-- Tareas del ejercicio --
1. Resume en pocas frases el párrafo del fragmento que empieza «Partiendo en dos la monotonía», sin perder sus datos principales.
2. Di si cada afirmación coincide con el fragmento. Responde sí o no y cita las palabras exactas que lo deciden: (a) El sendero era pedregoso. (b) La torre era de piedra. (c) Desde la torre se veía todo el prado.

-- Fragmento --
· · · · · · ·
A simple vista se trataba de un
sendero sencillo de recorrer; no era pedregoso, ni demasiado zigzagueante,
carecía de pendientes... Lo contemplaba desde una torre de madera destartalada
por el azote de los elementos y por el paso del tiempo que servía de
observatorio a pacientes ornitólogos y a paseantes que desearan hacer un alto
en el camino para consumir su tiempo ocultos en aquel rincón de paz, desde el
cual la vista divisaba todo el prado hasta perderse en un horizonte recortado
tan solo por las siluetas de algunos árboles que parecían rizadas excrecencias.
Partiendo en dos la monotonía de la llanura estaba él, el sendero
blanquinoso, deslizándose sereno entre el verde suave de la vegetación de aquel
lugar. Discurría tan sosegadamente que tentaba a acercarse y a recorrerlo,
igual que una de esas maquetas por las que circulan los trenes de juguete en
los que las poblaciones, las vías férreas, las colinas y los caminos desprenden
tal armonía que dan ganas de poder convertirse en un hombre diminuto, como el
viejo Gulliver, y adentrarse en ese mundo tan aparentemente ordenado, bello y apacible
en el que nada se vislumbra del caos que invade nuestras existencias en el
mundo real.
· · · · · · ·
-- Material proporcionado --
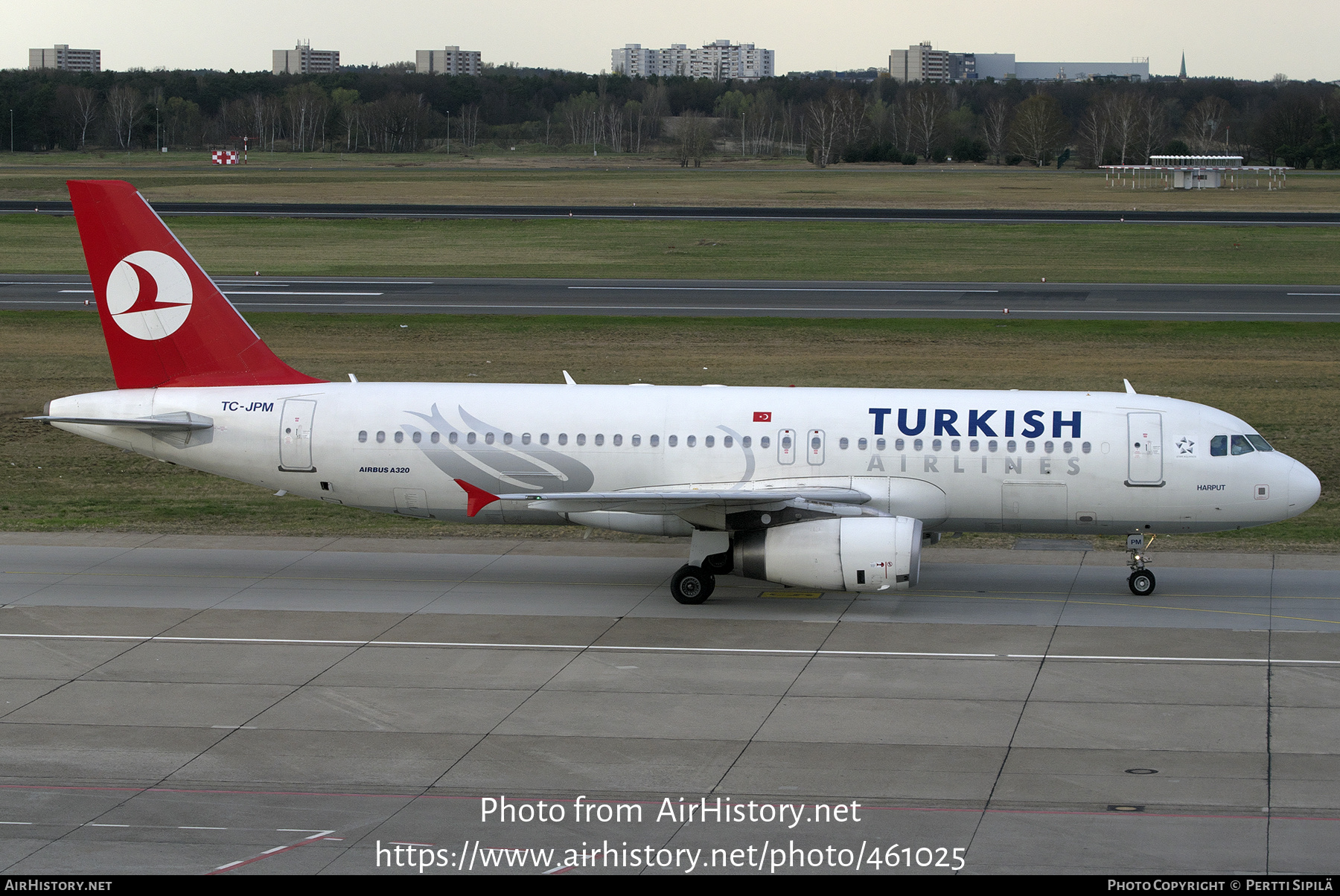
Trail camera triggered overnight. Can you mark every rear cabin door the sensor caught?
· · · · · · ·
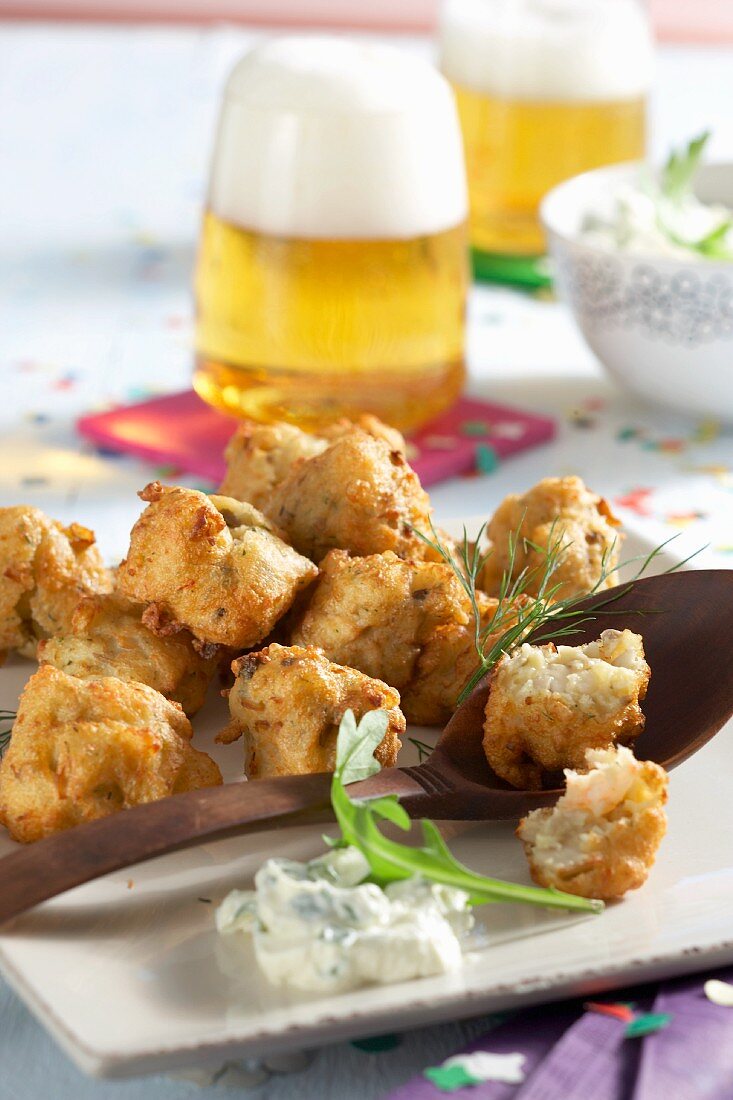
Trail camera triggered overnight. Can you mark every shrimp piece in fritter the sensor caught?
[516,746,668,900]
· · · · · · ·
-- Soluciones por tarea --
1. El sendero blanquecino parte en dos la llanura y avanza tranquilo entre el verde suave de la vegetación. Va tan calmado que dan ganas de acercarse y recorrerlo, como esas maquetas de trenes de juguete donde pueblos, vías, colinas y caminos se ven tan armoniosos que uno quisiera ser diminuto, como el viejo Gulliver, y entrar en ese mundo ordenado, bello y apacible, sin rastro del caos de la vida real.

2.
(a) No: «no era pedregoso».
(b) No: «una torre de madera».
(c) Sí: «la vista divisaba todo el prado».